### Objective
Add 48 to every x and y coordinate in the answers, and write out each of the lines from the line with "of the forest" to the line with "301], [518, 420]]" in full. Give only those lines.

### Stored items
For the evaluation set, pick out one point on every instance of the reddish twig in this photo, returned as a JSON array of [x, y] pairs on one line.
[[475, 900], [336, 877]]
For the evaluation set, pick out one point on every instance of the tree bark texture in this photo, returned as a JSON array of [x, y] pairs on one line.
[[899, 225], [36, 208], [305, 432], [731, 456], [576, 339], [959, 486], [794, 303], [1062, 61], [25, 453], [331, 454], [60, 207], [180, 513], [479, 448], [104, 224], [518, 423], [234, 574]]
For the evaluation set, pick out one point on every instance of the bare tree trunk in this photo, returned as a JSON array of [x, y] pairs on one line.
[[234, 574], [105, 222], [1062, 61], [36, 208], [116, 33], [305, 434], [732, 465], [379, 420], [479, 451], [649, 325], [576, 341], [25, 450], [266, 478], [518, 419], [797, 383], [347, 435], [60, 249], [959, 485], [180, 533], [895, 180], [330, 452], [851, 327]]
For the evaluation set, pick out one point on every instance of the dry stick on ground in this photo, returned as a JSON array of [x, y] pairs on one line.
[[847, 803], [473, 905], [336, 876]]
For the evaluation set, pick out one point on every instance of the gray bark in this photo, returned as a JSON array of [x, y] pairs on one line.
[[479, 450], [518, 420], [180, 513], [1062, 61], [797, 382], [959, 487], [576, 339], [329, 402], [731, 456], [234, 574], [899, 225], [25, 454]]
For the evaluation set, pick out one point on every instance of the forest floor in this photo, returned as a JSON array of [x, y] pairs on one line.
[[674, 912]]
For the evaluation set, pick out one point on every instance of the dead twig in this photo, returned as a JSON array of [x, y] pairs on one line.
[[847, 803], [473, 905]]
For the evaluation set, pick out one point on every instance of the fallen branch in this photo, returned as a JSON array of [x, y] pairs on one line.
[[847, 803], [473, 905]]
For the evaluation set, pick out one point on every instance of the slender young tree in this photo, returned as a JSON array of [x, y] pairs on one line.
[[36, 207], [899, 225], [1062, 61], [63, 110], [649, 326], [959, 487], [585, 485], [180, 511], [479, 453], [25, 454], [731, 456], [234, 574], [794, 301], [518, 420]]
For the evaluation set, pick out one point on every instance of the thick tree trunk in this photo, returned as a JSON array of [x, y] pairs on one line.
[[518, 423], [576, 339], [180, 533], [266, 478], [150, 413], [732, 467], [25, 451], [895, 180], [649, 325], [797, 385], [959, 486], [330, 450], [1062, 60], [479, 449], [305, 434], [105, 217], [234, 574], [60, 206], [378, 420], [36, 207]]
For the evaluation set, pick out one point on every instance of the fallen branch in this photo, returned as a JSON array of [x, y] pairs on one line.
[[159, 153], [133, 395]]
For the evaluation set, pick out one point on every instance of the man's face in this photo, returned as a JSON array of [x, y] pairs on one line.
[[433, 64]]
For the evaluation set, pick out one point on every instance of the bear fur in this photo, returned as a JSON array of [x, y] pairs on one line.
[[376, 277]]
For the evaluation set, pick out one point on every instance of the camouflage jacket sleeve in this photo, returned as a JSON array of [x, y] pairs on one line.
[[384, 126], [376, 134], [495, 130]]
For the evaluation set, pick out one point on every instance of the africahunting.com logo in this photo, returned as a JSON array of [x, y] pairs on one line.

### Exercise solution
For the evaluation set, pick out one point on every instance of the forest floor in this photo, returned as a JSON array of [x, y] pairs on one line.
[[722, 960]]
For the evaluation set, pick out one point on every instance of the dead twig in this photo, returned as a JSON array of [x, y] pairs on one line.
[[895, 851], [521, 953]]
For the evaluation set, pick out one point on every instance of the fallen branch in this photo, returned as a JSON array of [x, y] pairs on one line.
[[895, 851], [521, 953]]
For the evaluation set, pick out one point on every instance of the slender young tree in this photo, returned as a JSON array of [x, y] pairs on one line.
[[84, 255], [947, 273], [1110, 109], [111, 158], [697, 374], [1007, 535], [633, 533], [228, 559], [527, 501], [73, 502], [779, 504], [282, 622], [842, 349], [566, 468]]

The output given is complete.